DOCUMENT PASSAGE
Researchers at Rutgers University-New Brunswick have created a 3D printed smart gel. This smart gel walks underwater and can grab objects as well as move them. This unique gel is poised to offer numerous benefits in fields ranging from soft robotics and biomedical engineering. For example, the hydrogel could be used to create soft robots and can be used to perform underwater inspections.
The gel is flexible, cheaper to manufacture and can be easily miniaturized. The devices made from the gel can be easily manufactured and designed and controlled as compared with more complex hard devices. The gel is also being considered ideal to create artificial heart, stomach and other muscles in addition to devices for diagnosing diseases, detecting and delivering drugs.
Explaining the benefits of the gel in field such as biomedical engineering, Howan Lee, Assistant Professor in Department of Mechanical and Aerospace Engineering of the University said, “Our 3D-printed smart gel has great potential in biomedical engineering because it resembles tissues in the human body that also contain lots of water and are very soft,”

EXERCISE 1
Using the passage about the 3D printed smart gel, decide whether each statement agrees with it. Answer yes or no for each, and quote the words from the passage that settle it. (a) Researchers at Rutgers University-New Brunswick created the gel. (b) The gel is described as costly to manufacture. (c) Howan Lee works in a Department of Chemistry.
EXERCISE 2
Give again the part of the smart gel passage starting with "Researchers at Rutgers" and going on through "perform underwater inspections.", word for word.
The listing has no connection to the smart gel passage.

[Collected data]
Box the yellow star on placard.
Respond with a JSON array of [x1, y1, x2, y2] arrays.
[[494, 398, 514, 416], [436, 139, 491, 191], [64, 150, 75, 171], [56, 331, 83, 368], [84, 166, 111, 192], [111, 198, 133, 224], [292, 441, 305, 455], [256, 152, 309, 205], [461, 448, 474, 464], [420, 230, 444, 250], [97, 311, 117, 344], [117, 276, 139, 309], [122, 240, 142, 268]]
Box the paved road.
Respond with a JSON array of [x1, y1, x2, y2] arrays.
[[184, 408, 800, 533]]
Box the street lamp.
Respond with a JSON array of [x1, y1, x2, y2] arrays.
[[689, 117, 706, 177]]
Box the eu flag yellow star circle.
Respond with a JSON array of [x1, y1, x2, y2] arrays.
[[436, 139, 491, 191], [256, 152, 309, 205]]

ANSWER SECTION 1
(a) Yes: "Researchers at Rutgers University-New Brunswick have created a 3D printed smart gel."
(b) No: "The gel is flexible, cheaper to manufacture and can be easily miniaturized."
(c) No: "Howan Lee, Assistant Professor in Department of Mechanical and Aerospace Engineering of the University"

ANSWER SECTION 2
Researchers at Rutgers University-New Brunswick have created a 3D printed smart gel. This smart gel walks underwater and can grab objects as well as move them. This unique gel is poised to offer numerous benefits in fields ranging from soft robotics and biomedical engineering. For example, the hydrogel could be used to create soft robots and can be used to perform underwater inspections.